Aim:
Extract every line of the items below that contains the word "white", and treat uppercase and lowercase as different.

Input material:
******

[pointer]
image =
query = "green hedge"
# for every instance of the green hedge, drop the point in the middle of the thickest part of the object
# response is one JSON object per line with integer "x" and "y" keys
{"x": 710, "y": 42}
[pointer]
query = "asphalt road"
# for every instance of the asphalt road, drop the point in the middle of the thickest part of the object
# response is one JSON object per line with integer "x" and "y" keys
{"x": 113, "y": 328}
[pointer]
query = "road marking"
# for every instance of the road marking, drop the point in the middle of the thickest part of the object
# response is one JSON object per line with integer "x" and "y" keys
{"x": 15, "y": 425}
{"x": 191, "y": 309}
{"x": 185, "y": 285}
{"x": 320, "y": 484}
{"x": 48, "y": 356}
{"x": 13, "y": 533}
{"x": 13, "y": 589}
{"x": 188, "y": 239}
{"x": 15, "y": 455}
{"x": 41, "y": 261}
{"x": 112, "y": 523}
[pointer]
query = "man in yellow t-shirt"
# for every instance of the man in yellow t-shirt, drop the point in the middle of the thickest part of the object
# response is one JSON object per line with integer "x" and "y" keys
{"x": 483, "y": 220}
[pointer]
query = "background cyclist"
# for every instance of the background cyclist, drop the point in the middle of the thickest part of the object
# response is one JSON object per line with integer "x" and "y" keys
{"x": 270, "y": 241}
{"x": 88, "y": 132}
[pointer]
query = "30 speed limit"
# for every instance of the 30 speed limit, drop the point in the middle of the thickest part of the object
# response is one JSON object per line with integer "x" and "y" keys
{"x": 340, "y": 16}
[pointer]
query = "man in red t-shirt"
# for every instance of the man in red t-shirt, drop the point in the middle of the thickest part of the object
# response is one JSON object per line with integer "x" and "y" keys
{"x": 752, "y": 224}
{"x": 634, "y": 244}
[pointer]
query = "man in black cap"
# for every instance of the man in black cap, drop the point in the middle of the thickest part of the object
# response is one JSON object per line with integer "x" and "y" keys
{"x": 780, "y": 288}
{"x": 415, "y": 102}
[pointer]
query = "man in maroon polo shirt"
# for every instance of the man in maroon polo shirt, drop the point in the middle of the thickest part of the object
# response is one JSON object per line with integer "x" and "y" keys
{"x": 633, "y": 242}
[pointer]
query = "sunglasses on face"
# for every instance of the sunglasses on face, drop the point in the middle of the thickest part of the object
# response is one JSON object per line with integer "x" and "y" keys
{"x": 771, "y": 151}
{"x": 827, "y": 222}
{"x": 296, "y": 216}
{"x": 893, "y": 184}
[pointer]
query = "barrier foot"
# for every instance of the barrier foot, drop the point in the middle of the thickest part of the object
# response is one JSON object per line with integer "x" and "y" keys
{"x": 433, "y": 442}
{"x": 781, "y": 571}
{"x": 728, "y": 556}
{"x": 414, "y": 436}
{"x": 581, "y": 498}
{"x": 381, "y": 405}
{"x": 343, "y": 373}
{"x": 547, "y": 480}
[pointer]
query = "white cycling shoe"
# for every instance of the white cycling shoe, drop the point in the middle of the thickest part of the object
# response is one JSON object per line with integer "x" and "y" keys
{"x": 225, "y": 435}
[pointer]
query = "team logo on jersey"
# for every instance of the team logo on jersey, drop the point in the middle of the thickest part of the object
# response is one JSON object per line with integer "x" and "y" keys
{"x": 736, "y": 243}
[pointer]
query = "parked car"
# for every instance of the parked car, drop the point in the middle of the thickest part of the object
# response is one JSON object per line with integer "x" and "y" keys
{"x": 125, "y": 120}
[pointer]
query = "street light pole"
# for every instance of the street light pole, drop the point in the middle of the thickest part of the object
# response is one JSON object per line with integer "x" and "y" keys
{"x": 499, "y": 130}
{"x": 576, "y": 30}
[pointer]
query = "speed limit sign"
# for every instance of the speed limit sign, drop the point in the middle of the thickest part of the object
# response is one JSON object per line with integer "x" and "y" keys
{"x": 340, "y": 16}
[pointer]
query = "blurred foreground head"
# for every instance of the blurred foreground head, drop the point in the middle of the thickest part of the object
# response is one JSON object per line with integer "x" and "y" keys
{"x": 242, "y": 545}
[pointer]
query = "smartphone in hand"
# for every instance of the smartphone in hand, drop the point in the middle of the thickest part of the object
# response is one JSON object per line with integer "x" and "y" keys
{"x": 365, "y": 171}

******

Solution for this task:
query = "white cycling shoe"
# for every instance of the white cycling shoe, drop the point in the middle of the thickest part of the object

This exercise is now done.